TASK TO COMPLETE
Reproduce the text on drinking and withdrawal word for word, from "When a consistent" to "will drink more.".

TEXT SEGMENT
#####

When a consistent pattern of drinking develops, the body adapts to the presence of alcohol in the system, called 'habituation', and no longer has as strong a reaction against the alcohol as before.  The drinker who once got a buzz with the first drink now must drink more to feel the same effect.  Which if you are drinking for the effect means you will drink more.

The next stage is that as one drinks more and more to achieve the effect of intoxication the body adapts to the presence of alcohol to the extent that it now has an adverse reaction to the lack of alcohol in the system, that is withdrawal symptoms, not to the presence of alcohol in the system.  During a particularly stressful time in my life I stated to a friend that "It takes two drinks for me to feel sober."  I thought it was a joke but it was actually true.  I had to drink to feel normal.  At that point I had become an alcoholic, beyond a doubt.

Though an alcoholic probably doesn't realize this.  Toward the end, I was concerned that my congregation might smell alcohol on my breath Sunday morning, so I quit drinking Saturday night.  I got the shakes Sunday mornings as a result, though I didn't understand it to have anything to do with my drinking.  I couldn't pour the wine from the pouring chalice.  I didn't know what was happening but blamed it on stress, or something.  Only after treatment did I recognize I was going through detoxification.

#####

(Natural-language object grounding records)

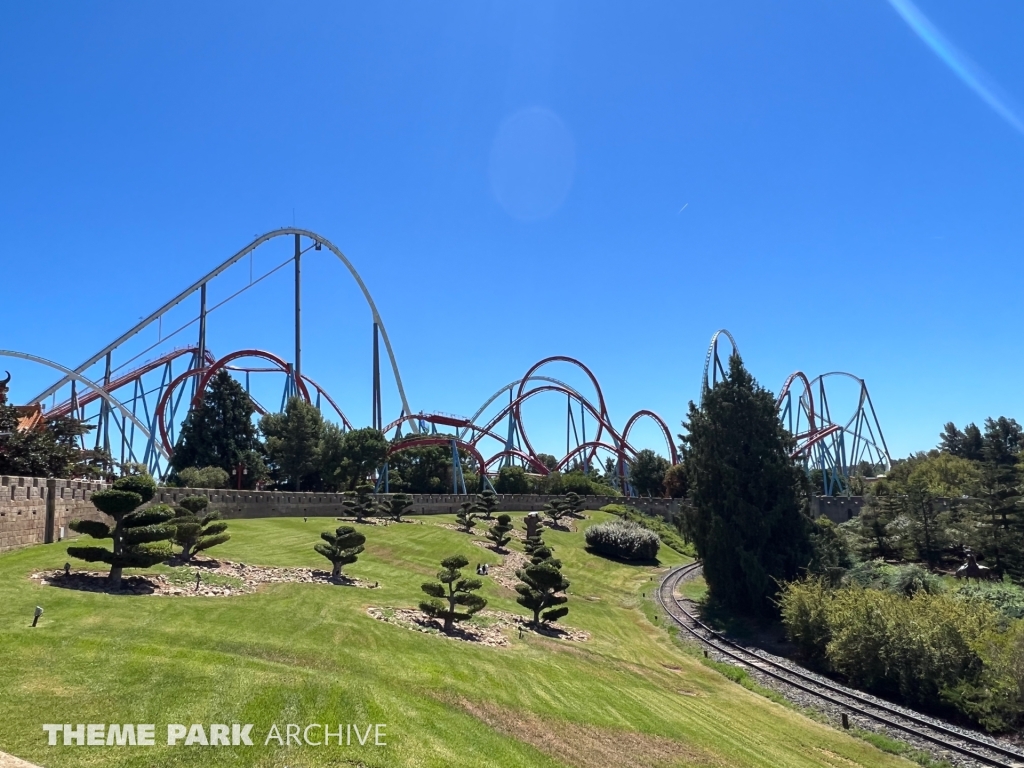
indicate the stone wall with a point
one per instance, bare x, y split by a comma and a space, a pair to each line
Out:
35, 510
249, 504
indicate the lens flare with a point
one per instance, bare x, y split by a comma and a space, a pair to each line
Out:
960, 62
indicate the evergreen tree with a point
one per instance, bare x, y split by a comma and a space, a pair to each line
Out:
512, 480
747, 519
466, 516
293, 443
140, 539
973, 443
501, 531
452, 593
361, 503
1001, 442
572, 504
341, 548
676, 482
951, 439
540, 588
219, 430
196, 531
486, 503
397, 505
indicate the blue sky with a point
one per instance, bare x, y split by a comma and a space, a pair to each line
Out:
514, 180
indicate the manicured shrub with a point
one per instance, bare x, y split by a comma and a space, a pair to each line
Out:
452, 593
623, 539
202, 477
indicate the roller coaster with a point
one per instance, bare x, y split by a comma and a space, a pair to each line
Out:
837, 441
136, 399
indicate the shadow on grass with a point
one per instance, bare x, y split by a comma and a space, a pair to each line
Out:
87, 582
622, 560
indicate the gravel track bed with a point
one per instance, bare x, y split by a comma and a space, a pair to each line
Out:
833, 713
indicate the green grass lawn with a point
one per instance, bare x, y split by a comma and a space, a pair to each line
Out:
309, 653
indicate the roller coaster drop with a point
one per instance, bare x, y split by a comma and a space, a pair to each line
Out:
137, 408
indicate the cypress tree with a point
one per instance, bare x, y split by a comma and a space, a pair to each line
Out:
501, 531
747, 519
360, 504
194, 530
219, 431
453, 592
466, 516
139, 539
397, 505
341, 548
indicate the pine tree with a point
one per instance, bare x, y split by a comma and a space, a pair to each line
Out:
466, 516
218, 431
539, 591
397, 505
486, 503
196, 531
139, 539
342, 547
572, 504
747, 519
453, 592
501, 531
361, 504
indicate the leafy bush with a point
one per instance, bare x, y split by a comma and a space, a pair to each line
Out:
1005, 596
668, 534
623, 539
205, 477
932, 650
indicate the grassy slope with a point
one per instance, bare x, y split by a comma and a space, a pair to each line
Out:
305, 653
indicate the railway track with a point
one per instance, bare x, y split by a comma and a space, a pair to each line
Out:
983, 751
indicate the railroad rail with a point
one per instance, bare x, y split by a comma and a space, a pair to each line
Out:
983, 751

#####

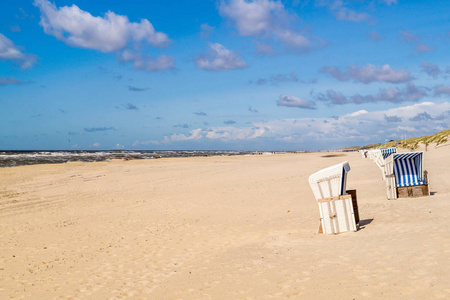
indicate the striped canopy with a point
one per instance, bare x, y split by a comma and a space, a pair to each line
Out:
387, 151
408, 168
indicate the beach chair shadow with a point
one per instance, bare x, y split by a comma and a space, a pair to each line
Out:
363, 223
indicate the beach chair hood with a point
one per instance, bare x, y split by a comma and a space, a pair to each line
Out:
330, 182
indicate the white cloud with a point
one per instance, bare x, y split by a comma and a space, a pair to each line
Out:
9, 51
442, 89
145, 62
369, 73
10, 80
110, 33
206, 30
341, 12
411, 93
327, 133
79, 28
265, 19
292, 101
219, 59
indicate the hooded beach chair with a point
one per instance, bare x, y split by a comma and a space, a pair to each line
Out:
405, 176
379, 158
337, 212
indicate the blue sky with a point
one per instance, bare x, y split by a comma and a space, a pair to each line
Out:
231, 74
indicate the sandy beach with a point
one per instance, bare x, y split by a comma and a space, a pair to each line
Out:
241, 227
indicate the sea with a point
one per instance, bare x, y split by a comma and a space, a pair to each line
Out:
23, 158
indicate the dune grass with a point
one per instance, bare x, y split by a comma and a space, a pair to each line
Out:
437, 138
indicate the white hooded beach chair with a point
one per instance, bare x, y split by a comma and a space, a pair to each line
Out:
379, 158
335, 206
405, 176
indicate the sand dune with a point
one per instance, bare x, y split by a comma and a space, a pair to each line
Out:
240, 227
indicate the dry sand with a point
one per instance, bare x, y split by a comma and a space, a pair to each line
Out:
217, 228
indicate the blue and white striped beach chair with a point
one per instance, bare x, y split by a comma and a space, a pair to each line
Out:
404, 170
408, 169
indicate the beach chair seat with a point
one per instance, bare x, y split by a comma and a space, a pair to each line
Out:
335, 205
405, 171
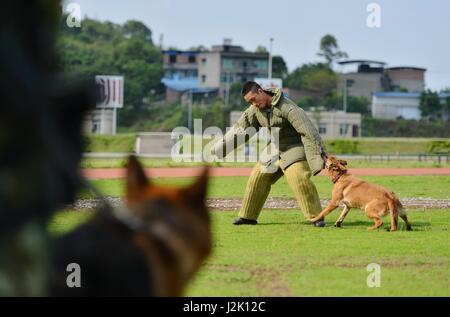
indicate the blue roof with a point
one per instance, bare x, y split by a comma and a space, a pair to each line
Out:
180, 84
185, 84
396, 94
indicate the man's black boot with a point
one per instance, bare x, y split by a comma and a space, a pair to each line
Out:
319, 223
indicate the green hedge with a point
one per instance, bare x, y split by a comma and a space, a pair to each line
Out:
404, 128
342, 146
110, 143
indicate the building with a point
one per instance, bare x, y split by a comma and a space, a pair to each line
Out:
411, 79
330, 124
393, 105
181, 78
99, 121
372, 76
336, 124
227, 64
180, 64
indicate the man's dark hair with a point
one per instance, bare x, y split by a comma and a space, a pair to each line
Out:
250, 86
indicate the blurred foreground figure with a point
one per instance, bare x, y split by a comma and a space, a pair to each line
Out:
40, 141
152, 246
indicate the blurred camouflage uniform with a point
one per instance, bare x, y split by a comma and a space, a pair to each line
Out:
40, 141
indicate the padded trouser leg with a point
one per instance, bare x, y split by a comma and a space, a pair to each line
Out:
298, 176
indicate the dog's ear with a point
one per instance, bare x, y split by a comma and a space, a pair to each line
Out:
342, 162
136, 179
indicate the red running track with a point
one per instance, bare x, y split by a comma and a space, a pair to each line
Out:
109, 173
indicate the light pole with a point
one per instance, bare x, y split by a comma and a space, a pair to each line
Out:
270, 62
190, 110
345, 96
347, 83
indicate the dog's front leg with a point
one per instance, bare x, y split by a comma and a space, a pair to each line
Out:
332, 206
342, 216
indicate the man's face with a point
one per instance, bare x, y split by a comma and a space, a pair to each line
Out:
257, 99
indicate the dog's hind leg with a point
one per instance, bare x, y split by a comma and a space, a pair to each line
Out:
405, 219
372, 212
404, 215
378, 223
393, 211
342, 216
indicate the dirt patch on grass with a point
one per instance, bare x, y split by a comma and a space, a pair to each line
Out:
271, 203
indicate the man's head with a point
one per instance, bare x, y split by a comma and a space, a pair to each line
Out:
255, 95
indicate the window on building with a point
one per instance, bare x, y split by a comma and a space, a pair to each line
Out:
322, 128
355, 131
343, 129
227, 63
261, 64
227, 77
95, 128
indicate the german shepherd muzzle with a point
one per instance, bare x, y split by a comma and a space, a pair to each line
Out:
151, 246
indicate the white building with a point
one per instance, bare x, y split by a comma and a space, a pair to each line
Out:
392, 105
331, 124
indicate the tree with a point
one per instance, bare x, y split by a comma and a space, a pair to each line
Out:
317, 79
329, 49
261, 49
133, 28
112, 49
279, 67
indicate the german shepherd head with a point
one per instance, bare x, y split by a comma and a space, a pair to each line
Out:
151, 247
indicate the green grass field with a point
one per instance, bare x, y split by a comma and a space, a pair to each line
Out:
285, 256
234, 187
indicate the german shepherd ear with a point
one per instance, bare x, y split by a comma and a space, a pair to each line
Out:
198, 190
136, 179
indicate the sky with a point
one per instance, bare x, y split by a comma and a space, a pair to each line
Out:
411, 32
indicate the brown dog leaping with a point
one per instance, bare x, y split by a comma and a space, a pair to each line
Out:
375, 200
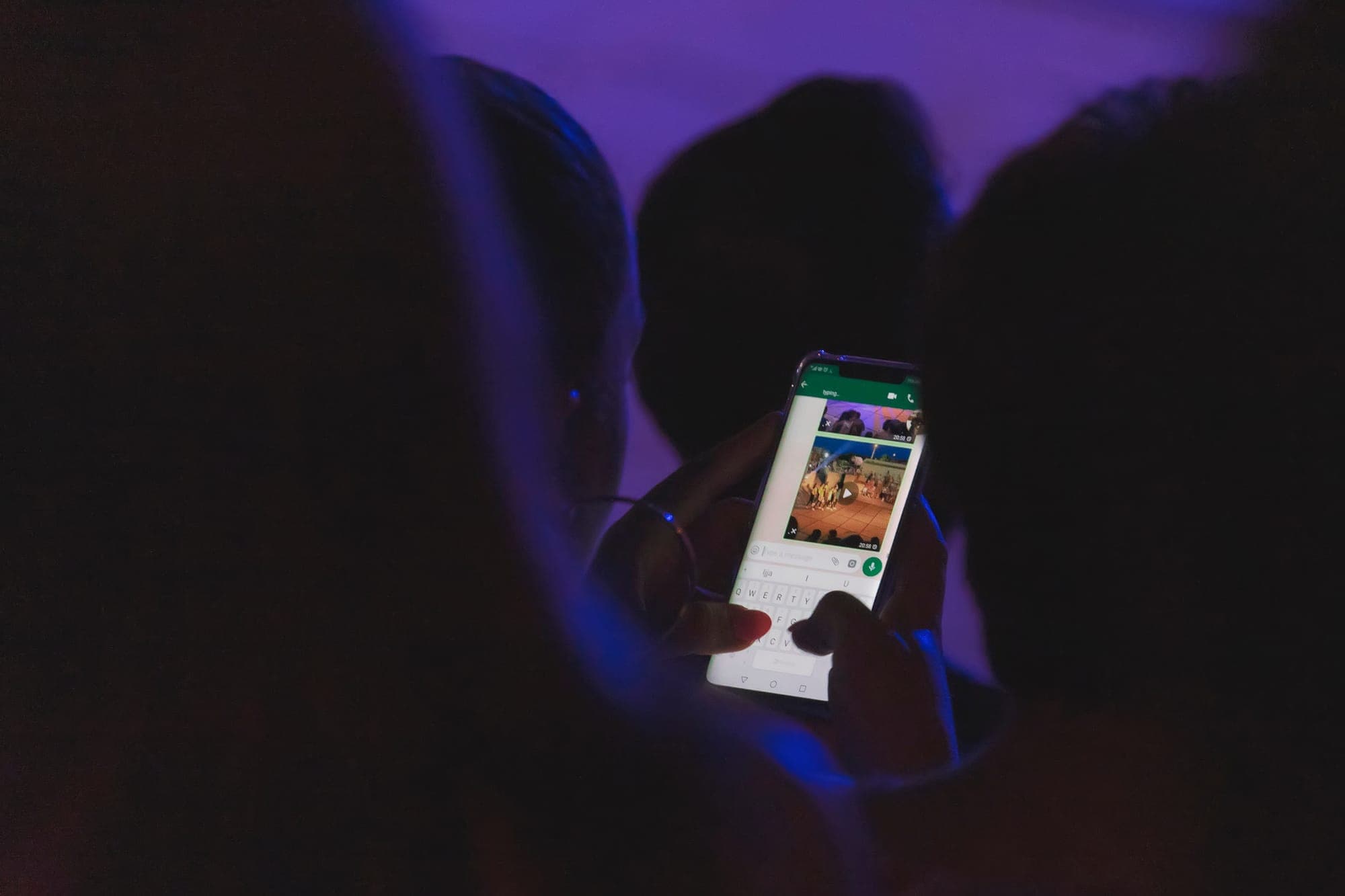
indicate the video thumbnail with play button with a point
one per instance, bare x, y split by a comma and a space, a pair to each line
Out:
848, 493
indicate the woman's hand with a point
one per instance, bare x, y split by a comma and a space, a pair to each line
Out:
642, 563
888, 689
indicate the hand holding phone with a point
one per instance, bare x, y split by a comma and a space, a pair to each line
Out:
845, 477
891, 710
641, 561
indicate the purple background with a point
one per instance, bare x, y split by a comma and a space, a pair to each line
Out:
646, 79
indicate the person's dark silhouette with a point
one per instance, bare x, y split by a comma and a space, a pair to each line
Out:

#####

RESULT OF THE EXERCISE
When a consistent pattern of drinking develops, the body adapts to the presence of alcohol in the system, called 'habituation', and no longer has as strong a reaction against the alcohol as before.  The drinker who once got a buzz with the first drink now must drink more to feel the same effect.  Which if you are drinking for the effect means you will drink more.